(Beginning of The input)

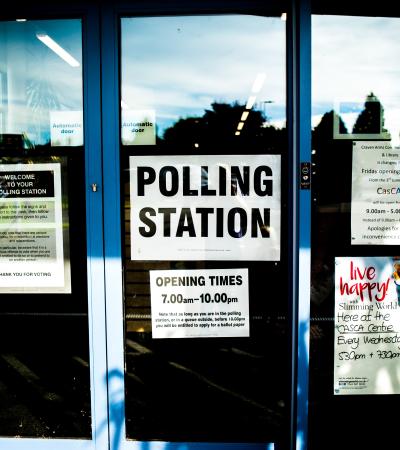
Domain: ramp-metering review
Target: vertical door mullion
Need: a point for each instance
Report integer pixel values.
(301, 85)
(112, 225)
(94, 217)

(End of The input)

If any entry holds a picture, drop the picture and copy everything else exactly.

* Finished task *
Domain: ramp-metering review
Target: vertical door mullion
Need: a point for each instance
Report integer pixel values.
(301, 85)
(112, 225)
(94, 217)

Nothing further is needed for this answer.